Required task
Give a verbatim copy of the lines below, minus the pictures.

--- Start Given information ---

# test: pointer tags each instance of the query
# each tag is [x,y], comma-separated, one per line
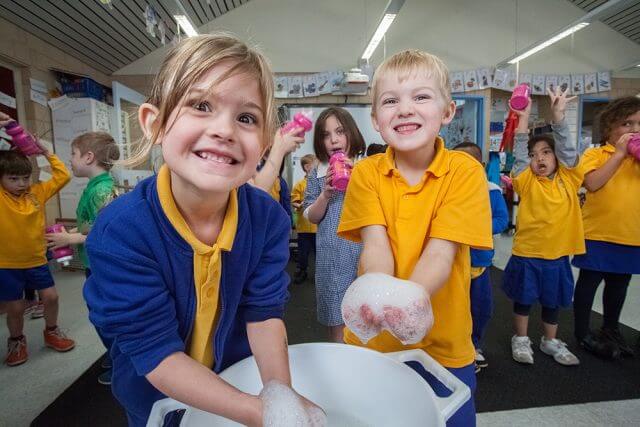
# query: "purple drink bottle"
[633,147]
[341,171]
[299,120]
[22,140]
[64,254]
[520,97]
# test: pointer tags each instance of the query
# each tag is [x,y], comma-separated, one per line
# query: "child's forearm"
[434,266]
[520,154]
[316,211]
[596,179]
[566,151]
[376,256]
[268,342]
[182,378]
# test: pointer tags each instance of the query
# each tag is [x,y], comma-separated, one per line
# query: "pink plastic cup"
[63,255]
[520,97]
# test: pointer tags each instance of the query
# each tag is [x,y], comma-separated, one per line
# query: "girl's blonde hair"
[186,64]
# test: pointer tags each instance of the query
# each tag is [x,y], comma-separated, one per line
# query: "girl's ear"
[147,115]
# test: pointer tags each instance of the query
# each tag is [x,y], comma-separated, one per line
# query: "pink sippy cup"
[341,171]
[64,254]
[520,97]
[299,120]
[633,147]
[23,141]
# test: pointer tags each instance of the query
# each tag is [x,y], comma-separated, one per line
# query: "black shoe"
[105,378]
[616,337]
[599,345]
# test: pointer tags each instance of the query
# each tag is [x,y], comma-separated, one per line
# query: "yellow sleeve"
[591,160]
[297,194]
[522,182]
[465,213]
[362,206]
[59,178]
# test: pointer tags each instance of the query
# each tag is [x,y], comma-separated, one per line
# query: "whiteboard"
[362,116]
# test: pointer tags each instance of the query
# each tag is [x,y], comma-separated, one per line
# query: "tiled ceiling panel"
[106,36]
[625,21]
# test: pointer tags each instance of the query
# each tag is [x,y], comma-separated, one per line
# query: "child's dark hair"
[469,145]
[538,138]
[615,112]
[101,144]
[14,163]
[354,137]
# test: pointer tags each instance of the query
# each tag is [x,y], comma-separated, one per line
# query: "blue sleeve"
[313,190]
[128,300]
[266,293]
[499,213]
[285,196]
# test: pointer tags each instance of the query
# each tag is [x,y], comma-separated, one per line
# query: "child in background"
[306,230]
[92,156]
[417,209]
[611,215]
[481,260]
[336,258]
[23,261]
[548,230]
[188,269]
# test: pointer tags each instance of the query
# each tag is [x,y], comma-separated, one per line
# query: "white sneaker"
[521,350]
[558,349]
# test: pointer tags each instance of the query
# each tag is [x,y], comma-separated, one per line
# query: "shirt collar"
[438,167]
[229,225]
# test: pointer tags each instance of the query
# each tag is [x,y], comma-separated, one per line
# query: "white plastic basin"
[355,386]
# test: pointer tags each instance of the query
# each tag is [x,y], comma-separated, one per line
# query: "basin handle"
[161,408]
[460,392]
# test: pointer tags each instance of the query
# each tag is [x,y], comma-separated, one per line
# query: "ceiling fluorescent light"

--- End Given information ---

Solved exercise
# test: pointer tags each instance of the query
# each tag is [x,y], comma-separated, one per line
# query: "purple drink bottle"
[633,147]
[341,171]
[299,120]
[22,140]
[64,254]
[520,97]
# test: pointer tags each instance of the query
# each tag is [x,y], comma-separated, one per line
# query: "child's forearm"
[434,266]
[520,154]
[316,211]
[596,179]
[566,151]
[376,256]
[268,342]
[182,378]
# test: pointer tags each instance of the query
# each tag is [x,y], comma-separated, one per line
# query: "pink plastic cup"
[63,255]
[520,97]
# test: pointer tags each instance of the query
# each tag is [x,y], comma-separated, one per line
# query: "girl's blonde hair"
[186,64]
# test: pointer tags each instance of the query
# each tag is [x,y], comma-separated, one per line
# query: "girl's ear"
[147,115]
# test: pointer tags each instance of the query
# each tag is [x,y], comma-separated, one per line
# query: "pink sippy cup"
[341,171]
[64,254]
[520,97]
[299,120]
[633,147]
[23,141]
# test: pointer tags each instance of the query
# each tag is [x,y], comma-separated, one per line
# query: "black shoe"
[105,378]
[616,337]
[599,345]
# test: pointer tags each instance of the query
# each tag is [x,y], comma-separated, one per line
# query: "yellow sleeve"
[591,160]
[297,194]
[522,182]
[465,213]
[362,206]
[59,178]
# test: pointer tags each instance of the query
# each tag is [x,y], comma-separated, one per line
# query: "whiteboard"
[362,116]
# test: pointer tags each instance of the query
# each tag is [x,y], comma-separated, one per line
# query: "tiled ceiling panel"
[106,36]
[625,21]
# test: pointer tags each instance of the query
# each tag is [x,y], comma-separated, one per line
# query: "child's dark hair"
[469,145]
[538,138]
[615,112]
[101,144]
[14,163]
[354,137]
# test: pointer tags each instance of the query
# each tag is [x,y], comma-separated, one per line
# query: "blue sleeve"
[313,190]
[128,300]
[266,293]
[499,213]
[285,196]
# test: pointer tags each instance of the query
# each tag is [x,y], comma-separated, one per line
# query: "child in background"
[306,230]
[92,156]
[417,209]
[611,215]
[481,260]
[336,258]
[23,261]
[548,230]
[188,269]
# test: pointer tags each instance of the query
# each tag is [x,y], comma-separated, one per line
# query: "white sneaker"
[521,350]
[558,349]
# test: pointer tags each instance of the query
# each tag is [x,y], comma-separated, one per line
# query: "shirt collar"
[438,167]
[229,225]
# test: pointer tags each instance of the query
# each tag is [x,y], comma-separated, one per line
# query: "white plastic basin"
[355,386]
# test: pointer tags each instance of the query
# each tag is [x,y], comma-separated, one per line
# query: "basin handle"
[161,408]
[460,392]
# test: pointer tags each instance of the query
# each tag is [x,y], comma-separated, one per line
# query: "ceiling fluorescent light"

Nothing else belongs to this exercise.